(Beginning of Text shown)

It's a battle over one word that could put thousands of pork producers out of business, many of whom are in Nebraska. Con Agra announced Monday morning, to the shock of many, that they will be switching to gestation crate free farming.
No pork producers in the state knew that was coming, that includes Mark McHargue of the Farm Bureau and Jim Knopik of the Humane Society of the United States. Both are in the same industry, but they couldn't be on more opposite ends of the spectrum on this issue.
One producer was elated, the other was disturbed by the announcement.
"We're fussing over one word, humane or inhumane," said Mark McHargue, a small operation pork producer in Central City. That one word is the focus of a $13 billion Nebraska company, Con Agra.
The company is now saying in part, they are committed to what they call "the humane treatment of animals" and therefore "support the elimination of gestation stalls."

(End of Text shown)
(Beginning of Listed records)

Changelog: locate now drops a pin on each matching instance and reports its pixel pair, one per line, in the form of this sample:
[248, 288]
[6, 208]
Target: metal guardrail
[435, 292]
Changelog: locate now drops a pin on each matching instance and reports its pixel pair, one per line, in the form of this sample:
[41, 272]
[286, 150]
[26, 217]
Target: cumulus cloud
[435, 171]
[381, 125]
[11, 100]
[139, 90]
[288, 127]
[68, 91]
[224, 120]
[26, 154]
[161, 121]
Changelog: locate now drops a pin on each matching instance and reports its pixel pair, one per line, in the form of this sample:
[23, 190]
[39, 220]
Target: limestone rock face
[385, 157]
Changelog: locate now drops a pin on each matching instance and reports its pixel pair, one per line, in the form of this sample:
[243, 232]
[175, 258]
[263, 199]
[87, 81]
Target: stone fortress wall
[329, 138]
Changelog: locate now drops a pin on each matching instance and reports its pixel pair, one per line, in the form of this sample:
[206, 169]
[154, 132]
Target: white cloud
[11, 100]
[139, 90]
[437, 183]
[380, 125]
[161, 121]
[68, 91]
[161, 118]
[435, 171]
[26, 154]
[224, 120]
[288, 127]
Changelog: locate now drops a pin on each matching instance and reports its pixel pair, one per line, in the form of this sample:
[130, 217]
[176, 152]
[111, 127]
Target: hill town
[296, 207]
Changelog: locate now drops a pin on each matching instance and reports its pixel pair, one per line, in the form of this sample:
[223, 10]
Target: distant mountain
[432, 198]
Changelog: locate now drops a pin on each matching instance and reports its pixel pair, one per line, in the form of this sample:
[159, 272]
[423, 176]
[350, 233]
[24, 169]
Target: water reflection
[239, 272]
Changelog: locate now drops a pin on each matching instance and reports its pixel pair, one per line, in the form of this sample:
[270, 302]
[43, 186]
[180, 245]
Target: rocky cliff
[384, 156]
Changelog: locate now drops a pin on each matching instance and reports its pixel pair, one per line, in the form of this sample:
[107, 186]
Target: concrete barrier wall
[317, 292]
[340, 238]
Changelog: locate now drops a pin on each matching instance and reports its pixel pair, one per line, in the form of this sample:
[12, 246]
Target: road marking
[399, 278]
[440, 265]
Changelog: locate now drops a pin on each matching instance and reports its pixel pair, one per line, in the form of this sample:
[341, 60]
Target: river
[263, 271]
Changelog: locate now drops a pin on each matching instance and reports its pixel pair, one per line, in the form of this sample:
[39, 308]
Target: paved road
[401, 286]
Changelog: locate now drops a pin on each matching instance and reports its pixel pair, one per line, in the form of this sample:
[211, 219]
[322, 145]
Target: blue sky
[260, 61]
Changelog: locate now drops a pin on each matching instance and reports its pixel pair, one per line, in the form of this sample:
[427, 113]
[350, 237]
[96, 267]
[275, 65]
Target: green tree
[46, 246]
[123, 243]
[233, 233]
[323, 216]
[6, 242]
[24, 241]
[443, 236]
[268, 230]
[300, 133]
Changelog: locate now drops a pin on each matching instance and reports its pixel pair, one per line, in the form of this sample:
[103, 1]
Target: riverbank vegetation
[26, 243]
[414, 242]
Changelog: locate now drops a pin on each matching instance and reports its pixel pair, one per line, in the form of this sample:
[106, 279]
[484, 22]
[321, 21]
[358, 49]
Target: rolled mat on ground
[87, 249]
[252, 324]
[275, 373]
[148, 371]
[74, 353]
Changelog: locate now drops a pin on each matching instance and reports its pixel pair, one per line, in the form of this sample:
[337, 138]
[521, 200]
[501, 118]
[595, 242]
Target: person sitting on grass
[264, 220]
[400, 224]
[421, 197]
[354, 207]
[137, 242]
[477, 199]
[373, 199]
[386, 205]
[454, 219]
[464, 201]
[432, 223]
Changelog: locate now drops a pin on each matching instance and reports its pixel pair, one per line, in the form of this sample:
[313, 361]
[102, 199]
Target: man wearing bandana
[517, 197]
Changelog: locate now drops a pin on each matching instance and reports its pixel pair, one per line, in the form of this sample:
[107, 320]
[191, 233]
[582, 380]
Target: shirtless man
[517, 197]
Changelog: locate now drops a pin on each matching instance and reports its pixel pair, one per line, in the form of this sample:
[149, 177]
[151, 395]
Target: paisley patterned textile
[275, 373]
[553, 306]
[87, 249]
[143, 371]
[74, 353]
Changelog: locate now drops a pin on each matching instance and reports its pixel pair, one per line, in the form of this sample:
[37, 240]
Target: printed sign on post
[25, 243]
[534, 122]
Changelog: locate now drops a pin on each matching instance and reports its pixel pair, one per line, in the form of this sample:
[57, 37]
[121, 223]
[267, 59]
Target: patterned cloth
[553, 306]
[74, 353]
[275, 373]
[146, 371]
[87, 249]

(End of Listed records)

* **Requirement**
In the article about Con Agra's switch to gestation crate free farming, where does Mark McHargue run his small pork operation?

* **Output**
Central City